* start Passage *
Kala Solid body UBass review of the S.U.B and Custom California!

Kala California and Kala SUB side by side!
Kala California and Kala SUB side by side!
Hi!
In this post I will compare the Kala California Custom Flame Maple Top (5-string)
with the Kala S.U.B. Sunburst (4-string)
I have been playing Kala Ubasses since the Summer of 2010.
If you’re interested in how I discovered these instruments please check the very first post on this blog!
On this page you can read about the different UBass models available in 2013.
Let’s get on with the review!
First up…
Kala SUB
Kala SUB
Kala S.U.B. Sunburst (4-string)
Construction and playability
The Kala SUB has a bolt on neck with 22 frets. The scale length is 21″ inches (53,34 cm) (13″ less then a regular 34″ electric bass). Compared to the fretless acoustic/electric model I have played since 2010 there are a few differences in how it feels to play. In my opinion it was easier for me to play the fretless than the fretted. This is almost only because of the scale length. When I first started playing the SUB I tended to fret on the frets. It has however been a lot easier over time. When you fret ‘on-the-fret’ a not so pleasing sound will be heard. There is more ‘looking-at-the-right-hand’ than when I play a regular 34-35″ bass. This is simply because it feels more natural. (I have been playing electric bass for 25+ years). All in all I think it’s definitely nice to play. The only negative thing that I have to mention is that the fretwork is not top notch. There are quite a few frets that need some ‘more love’. But in this price range it’s quite common and the new SUB’s are hopefully even better. The one I’ve been playing was probably made 1-1,5 years ago or more.
Sound
I have played this Ubass almost a year now. It’s been used on different gigs. From cover band type of gigs to a Beatles tribute with a large choir and band in a concert hall.
I think it works really well in these situations. The sound suited these shows perfect and anywhere you would choose a Fender P-bass. A friend told me about a supposedly old Fender P-bass add that said: ”It’s got one sound – the sound you want”🙂 The Kala Solid body’s has a really warm and full sound! This is one key ingredient that it blends so well with other instruments! The pre-amp in the SUB is designed to deliver a quite hot and ‘bassy’ sound hence the name SUB!
Kala California
Kala California
Kala California Custom Flame Maple Top (5-string)
* end Passage *
* start Given information *
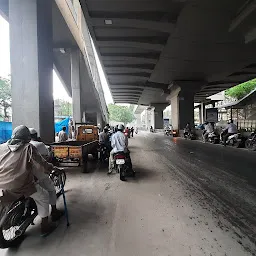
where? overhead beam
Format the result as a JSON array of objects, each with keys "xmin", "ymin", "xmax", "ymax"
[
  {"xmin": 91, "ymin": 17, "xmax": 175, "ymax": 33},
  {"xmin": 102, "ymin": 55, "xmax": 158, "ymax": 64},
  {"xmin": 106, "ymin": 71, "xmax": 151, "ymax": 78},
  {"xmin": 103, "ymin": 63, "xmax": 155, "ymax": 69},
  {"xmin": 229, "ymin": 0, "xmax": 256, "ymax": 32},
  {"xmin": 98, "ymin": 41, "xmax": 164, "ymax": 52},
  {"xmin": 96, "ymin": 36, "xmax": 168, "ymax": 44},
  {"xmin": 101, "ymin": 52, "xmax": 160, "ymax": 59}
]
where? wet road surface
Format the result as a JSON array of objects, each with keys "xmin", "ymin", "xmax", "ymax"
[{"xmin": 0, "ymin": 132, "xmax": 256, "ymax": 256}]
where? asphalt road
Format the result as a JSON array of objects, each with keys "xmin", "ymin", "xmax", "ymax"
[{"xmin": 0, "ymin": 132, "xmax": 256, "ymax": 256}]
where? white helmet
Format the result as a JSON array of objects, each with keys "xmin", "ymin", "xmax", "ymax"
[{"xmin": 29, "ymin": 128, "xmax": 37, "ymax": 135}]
* end Given information *
● **Goal of the exercise**
For each statement, answer yes or no according to the UBass review and quote the words that decide it: (a) the Kala SUB has a bolt-on neck with 22 frets; (b) the reviewer found the fretted SUB easier to play than the fretless model; (c) the SUB's pre-amp is designed to give a bright, thin sound.

● **Solution to this exercise**
(a) Yes: "The Kala SUB has a bolt on neck with 22 frets."
(b) No: "In my opinion it was easier for me to play the fretless than the fretted."
(c) No: "The pre-amp in the SUB is designed to deliver a quite hot and ‘bassy’ sound hence the name SUB!"